::: Exercise materials :::

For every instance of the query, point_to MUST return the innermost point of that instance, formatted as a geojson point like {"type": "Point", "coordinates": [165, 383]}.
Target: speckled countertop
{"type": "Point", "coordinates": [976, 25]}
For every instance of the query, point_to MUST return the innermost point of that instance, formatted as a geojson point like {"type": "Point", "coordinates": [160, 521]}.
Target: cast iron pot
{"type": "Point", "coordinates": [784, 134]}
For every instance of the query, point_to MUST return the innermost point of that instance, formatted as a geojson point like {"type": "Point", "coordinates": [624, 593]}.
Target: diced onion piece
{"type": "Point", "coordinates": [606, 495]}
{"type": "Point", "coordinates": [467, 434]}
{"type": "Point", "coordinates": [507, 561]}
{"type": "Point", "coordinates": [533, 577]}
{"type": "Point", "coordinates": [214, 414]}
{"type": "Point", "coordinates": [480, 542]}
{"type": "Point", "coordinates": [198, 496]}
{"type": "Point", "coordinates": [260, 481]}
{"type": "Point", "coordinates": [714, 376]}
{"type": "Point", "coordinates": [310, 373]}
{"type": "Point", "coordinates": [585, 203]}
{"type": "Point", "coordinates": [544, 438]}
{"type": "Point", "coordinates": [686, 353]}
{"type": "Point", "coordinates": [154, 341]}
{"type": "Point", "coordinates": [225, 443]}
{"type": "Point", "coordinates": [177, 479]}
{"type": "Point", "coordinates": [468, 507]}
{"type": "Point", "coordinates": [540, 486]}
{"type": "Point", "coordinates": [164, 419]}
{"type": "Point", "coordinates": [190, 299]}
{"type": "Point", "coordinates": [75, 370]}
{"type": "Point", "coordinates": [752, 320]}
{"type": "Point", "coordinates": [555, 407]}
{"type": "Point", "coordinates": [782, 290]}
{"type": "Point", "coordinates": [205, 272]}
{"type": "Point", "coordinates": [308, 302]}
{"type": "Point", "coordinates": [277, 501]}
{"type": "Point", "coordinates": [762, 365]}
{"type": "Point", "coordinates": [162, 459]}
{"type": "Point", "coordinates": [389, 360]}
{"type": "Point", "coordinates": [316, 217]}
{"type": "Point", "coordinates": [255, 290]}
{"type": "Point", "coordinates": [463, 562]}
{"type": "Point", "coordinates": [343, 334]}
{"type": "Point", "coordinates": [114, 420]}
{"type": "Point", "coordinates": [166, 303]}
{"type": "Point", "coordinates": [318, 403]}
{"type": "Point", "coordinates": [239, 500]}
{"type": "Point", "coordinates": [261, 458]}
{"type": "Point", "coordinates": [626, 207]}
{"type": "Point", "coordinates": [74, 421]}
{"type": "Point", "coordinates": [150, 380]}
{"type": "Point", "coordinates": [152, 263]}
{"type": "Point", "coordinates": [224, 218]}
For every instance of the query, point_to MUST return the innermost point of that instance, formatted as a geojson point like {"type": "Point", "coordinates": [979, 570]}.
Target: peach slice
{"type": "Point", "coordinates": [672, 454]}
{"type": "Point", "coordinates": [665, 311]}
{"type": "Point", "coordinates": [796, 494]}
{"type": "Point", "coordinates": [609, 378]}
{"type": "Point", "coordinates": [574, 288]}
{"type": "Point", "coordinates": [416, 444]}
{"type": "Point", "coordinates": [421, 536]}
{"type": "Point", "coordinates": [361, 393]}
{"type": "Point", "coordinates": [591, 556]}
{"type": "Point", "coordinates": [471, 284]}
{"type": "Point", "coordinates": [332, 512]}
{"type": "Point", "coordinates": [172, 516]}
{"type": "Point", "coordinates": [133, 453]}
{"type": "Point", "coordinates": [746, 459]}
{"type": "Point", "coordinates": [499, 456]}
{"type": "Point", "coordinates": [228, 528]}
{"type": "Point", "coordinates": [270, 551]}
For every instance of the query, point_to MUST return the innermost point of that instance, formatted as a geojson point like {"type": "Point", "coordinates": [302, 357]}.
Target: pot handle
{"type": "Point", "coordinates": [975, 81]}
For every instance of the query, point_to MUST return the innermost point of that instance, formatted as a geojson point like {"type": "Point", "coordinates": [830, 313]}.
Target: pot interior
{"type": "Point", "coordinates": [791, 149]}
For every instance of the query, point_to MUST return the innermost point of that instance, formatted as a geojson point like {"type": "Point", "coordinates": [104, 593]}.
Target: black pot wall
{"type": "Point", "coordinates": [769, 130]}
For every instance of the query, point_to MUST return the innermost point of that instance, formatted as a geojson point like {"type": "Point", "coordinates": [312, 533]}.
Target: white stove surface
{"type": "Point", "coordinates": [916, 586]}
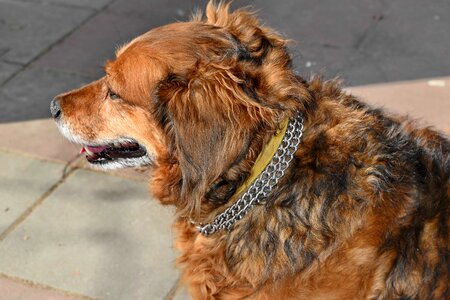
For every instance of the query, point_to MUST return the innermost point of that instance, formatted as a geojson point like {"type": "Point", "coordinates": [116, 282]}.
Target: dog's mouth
{"type": "Point", "coordinates": [122, 153]}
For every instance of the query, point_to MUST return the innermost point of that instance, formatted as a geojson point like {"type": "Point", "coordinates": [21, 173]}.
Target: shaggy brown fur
{"type": "Point", "coordinates": [361, 213]}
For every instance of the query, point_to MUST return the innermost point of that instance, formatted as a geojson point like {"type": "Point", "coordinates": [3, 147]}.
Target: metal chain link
{"type": "Point", "coordinates": [263, 184]}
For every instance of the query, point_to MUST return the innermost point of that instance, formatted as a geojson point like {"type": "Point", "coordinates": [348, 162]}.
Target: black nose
{"type": "Point", "coordinates": [55, 109]}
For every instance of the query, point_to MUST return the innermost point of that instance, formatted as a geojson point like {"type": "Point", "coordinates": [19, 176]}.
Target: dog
{"type": "Point", "coordinates": [284, 188]}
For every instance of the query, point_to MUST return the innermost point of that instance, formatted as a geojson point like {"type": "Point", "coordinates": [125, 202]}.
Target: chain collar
{"type": "Point", "coordinates": [263, 185]}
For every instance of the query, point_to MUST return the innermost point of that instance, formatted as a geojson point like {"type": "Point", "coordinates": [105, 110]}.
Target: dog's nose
{"type": "Point", "coordinates": [55, 109]}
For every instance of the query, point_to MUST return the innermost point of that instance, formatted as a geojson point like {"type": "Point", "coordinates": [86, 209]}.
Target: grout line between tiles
{"type": "Point", "coordinates": [173, 290]}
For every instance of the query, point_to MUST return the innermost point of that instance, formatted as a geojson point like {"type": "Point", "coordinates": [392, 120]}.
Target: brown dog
{"type": "Point", "coordinates": [356, 209]}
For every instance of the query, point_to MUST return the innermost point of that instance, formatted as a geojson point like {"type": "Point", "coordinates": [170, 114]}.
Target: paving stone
{"type": "Point", "coordinates": [22, 181]}
{"type": "Point", "coordinates": [28, 28]}
{"type": "Point", "coordinates": [7, 69]}
{"type": "Point", "coordinates": [17, 290]}
{"type": "Point", "coordinates": [182, 294]}
{"type": "Point", "coordinates": [98, 236]}
{"type": "Point", "coordinates": [425, 100]}
{"type": "Point", "coordinates": [159, 11]}
{"type": "Point", "coordinates": [28, 95]}
{"type": "Point", "coordinates": [87, 49]}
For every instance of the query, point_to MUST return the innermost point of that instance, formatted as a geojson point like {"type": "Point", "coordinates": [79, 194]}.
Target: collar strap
{"type": "Point", "coordinates": [269, 167]}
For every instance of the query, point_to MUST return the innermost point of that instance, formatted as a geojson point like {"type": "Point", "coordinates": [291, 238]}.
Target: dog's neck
{"type": "Point", "coordinates": [268, 168]}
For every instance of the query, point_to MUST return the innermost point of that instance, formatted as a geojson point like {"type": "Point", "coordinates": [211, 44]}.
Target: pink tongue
{"type": "Point", "coordinates": [96, 149]}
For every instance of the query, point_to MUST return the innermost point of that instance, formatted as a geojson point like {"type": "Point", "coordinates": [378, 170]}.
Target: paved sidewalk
{"type": "Point", "coordinates": [67, 232]}
{"type": "Point", "coordinates": [81, 232]}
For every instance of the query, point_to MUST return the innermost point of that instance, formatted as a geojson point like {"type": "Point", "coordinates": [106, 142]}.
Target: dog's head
{"type": "Point", "coordinates": [203, 95]}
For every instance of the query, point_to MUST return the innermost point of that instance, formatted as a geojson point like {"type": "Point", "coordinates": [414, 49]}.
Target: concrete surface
{"type": "Point", "coordinates": [61, 44]}
{"type": "Point", "coordinates": [21, 185]}
{"type": "Point", "coordinates": [14, 289]}
{"type": "Point", "coordinates": [94, 235]}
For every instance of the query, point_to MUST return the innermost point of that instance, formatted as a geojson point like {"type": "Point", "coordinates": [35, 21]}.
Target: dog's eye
{"type": "Point", "coordinates": [112, 95]}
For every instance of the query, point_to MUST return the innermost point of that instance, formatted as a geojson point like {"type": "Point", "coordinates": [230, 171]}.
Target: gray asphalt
{"type": "Point", "coordinates": [50, 46]}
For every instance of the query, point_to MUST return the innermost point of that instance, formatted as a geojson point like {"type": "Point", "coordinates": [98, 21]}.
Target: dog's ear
{"type": "Point", "coordinates": [245, 27]}
{"type": "Point", "coordinates": [262, 57]}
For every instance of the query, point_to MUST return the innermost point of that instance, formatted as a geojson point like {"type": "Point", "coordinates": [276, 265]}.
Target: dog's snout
{"type": "Point", "coordinates": [55, 109]}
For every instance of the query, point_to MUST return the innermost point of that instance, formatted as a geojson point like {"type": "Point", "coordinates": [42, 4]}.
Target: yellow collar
{"type": "Point", "coordinates": [264, 158]}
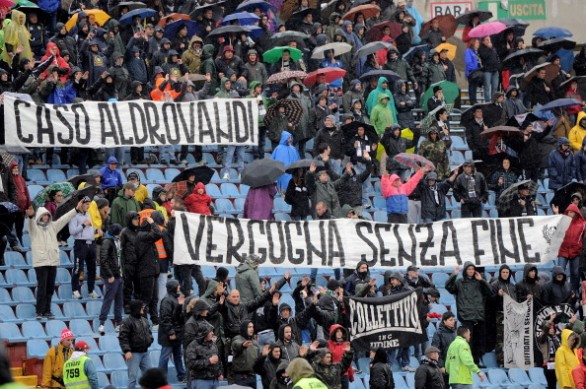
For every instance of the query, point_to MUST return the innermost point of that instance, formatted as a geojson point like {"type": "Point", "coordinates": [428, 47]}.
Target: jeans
{"type": "Point", "coordinates": [491, 84]}
{"type": "Point", "coordinates": [138, 360]}
{"type": "Point", "coordinates": [113, 294]}
{"type": "Point", "coordinates": [166, 352]}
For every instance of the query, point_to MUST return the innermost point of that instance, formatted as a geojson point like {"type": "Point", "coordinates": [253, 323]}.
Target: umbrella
{"type": "Point", "coordinates": [141, 13]}
{"type": "Point", "coordinates": [293, 111]}
{"type": "Point", "coordinates": [486, 29]}
{"type": "Point", "coordinates": [202, 174]}
{"type": "Point", "coordinates": [467, 17]}
{"type": "Point", "coordinates": [450, 89]}
{"type": "Point", "coordinates": [560, 103]}
{"type": "Point", "coordinates": [70, 202]}
{"type": "Point", "coordinates": [100, 16]}
{"type": "Point", "coordinates": [303, 164]}
{"type": "Point", "coordinates": [131, 5]}
{"type": "Point", "coordinates": [172, 18]}
{"type": "Point", "coordinates": [375, 33]}
{"type": "Point", "coordinates": [447, 25]}
{"type": "Point", "coordinates": [243, 18]}
{"type": "Point", "coordinates": [251, 5]}
{"type": "Point", "coordinates": [276, 53]}
{"type": "Point", "coordinates": [367, 10]}
{"type": "Point", "coordinates": [452, 49]}
{"type": "Point", "coordinates": [350, 130]}
{"type": "Point", "coordinates": [413, 160]}
{"type": "Point", "coordinates": [262, 172]}
{"type": "Point", "coordinates": [504, 200]}
{"type": "Point", "coordinates": [338, 47]}
{"type": "Point", "coordinates": [330, 74]}
{"type": "Point", "coordinates": [512, 59]}
{"type": "Point", "coordinates": [41, 197]}
{"type": "Point", "coordinates": [553, 45]}
{"type": "Point", "coordinates": [172, 28]}
{"type": "Point", "coordinates": [371, 48]}
{"type": "Point", "coordinates": [389, 74]}
{"type": "Point", "coordinates": [553, 32]}
{"type": "Point", "coordinates": [551, 71]}
{"type": "Point", "coordinates": [283, 77]}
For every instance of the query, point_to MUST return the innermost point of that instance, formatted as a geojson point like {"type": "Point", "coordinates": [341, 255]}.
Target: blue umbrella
{"type": "Point", "coordinates": [140, 12]}
{"type": "Point", "coordinates": [243, 18]}
{"type": "Point", "coordinates": [172, 28]}
{"type": "Point", "coordinates": [553, 32]}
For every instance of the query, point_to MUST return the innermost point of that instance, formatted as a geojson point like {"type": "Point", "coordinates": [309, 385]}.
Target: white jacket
{"type": "Point", "coordinates": [44, 244]}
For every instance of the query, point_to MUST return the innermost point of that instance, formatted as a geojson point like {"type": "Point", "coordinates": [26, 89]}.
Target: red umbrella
{"type": "Point", "coordinates": [330, 74]}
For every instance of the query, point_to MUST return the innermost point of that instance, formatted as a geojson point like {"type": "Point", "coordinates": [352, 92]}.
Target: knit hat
{"type": "Point", "coordinates": [66, 334]}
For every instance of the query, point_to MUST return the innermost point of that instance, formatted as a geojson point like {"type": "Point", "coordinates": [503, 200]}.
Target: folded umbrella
{"type": "Point", "coordinates": [262, 172]}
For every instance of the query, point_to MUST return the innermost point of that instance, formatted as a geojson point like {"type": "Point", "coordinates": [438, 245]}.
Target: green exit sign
{"type": "Point", "coordinates": [519, 9]}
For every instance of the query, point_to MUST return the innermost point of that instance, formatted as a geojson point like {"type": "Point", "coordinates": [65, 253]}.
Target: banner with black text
{"type": "Point", "coordinates": [388, 322]}
{"type": "Point", "coordinates": [134, 123]}
{"type": "Point", "coordinates": [208, 240]}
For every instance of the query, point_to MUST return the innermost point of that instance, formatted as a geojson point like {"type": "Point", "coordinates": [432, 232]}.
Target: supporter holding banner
{"type": "Point", "coordinates": [136, 123]}
{"type": "Point", "coordinates": [344, 242]}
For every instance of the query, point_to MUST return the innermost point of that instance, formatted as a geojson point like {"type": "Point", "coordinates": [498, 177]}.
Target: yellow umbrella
{"type": "Point", "coordinates": [451, 50]}
{"type": "Point", "coordinates": [101, 18]}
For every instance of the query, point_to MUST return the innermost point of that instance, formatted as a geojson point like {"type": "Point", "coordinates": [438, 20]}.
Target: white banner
{"type": "Point", "coordinates": [518, 333]}
{"type": "Point", "coordinates": [130, 123]}
{"type": "Point", "coordinates": [344, 242]}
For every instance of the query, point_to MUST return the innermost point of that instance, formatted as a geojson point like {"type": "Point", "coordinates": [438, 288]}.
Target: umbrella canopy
{"type": "Point", "coordinates": [376, 32]}
{"type": "Point", "coordinates": [293, 111]}
{"type": "Point", "coordinates": [350, 130]}
{"type": "Point", "coordinates": [368, 10]}
{"type": "Point", "coordinates": [283, 77]}
{"type": "Point", "coordinates": [243, 18]}
{"type": "Point", "coordinates": [338, 47]}
{"type": "Point", "coordinates": [371, 48]}
{"type": "Point", "coordinates": [251, 5]}
{"type": "Point", "coordinates": [553, 45]}
{"type": "Point", "coordinates": [141, 13]}
{"type": "Point", "coordinates": [551, 71]}
{"type": "Point", "coordinates": [202, 174]}
{"type": "Point", "coordinates": [303, 164]}
{"type": "Point", "coordinates": [413, 160]}
{"type": "Point", "coordinates": [389, 74]}
{"type": "Point", "coordinates": [553, 32]}
{"type": "Point", "coordinates": [100, 16]}
{"type": "Point", "coordinates": [41, 197]}
{"type": "Point", "coordinates": [467, 17]}
{"type": "Point", "coordinates": [452, 49]}
{"type": "Point", "coordinates": [262, 172]}
{"type": "Point", "coordinates": [172, 18]}
{"type": "Point", "coordinates": [450, 89]}
{"type": "Point", "coordinates": [447, 25]}
{"type": "Point", "coordinates": [172, 28]}
{"type": "Point", "coordinates": [276, 53]}
{"type": "Point", "coordinates": [486, 29]}
{"type": "Point", "coordinates": [330, 75]}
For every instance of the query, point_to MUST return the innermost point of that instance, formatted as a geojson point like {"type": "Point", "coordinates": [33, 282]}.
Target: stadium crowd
{"type": "Point", "coordinates": [355, 86]}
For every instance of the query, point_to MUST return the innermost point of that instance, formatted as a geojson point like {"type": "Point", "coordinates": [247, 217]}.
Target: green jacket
{"type": "Point", "coordinates": [460, 363]}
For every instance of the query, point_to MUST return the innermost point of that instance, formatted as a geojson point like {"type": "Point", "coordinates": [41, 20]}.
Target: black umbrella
{"type": "Point", "coordinates": [262, 172]}
{"type": "Point", "coordinates": [70, 202]}
{"type": "Point", "coordinates": [350, 130]}
{"type": "Point", "coordinates": [202, 174]}
{"type": "Point", "coordinates": [303, 164]}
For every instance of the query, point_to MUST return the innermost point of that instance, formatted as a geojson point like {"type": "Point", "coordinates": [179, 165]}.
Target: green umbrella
{"type": "Point", "coordinates": [276, 53]}
{"type": "Point", "coordinates": [450, 89]}
{"type": "Point", "coordinates": [41, 197]}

:::

▶ _Prompt_: Starting with the line that contains "Target: stadium crowd", print every line through the end of the entries above exactly as written, both boundary lines included, and nothing else.

▶ _Solution to this exercise_:
Target: stadium crowd
{"type": "Point", "coordinates": [355, 86]}
For every instance of the query, point_to MUST return the innermost point of that instance, formatted as a geojson point like {"type": "Point", "coordinates": [247, 217]}.
Target: green jacket
{"type": "Point", "coordinates": [460, 363]}
For every instance of the query, point_to MUST return the innermost point of that instance, formatted as a geojson point like {"type": "Point", "coordinates": [41, 20]}.
Target: black umbrella
{"type": "Point", "coordinates": [262, 172]}
{"type": "Point", "coordinates": [70, 202]}
{"type": "Point", "coordinates": [350, 130]}
{"type": "Point", "coordinates": [202, 174]}
{"type": "Point", "coordinates": [303, 164]}
For every instance of the query, point_to MUST return the innermost point of that instance, formatted as a geojson point like {"type": "Point", "coordinates": [179, 165]}.
Target: green umbrella
{"type": "Point", "coordinates": [276, 53]}
{"type": "Point", "coordinates": [450, 89]}
{"type": "Point", "coordinates": [41, 197]}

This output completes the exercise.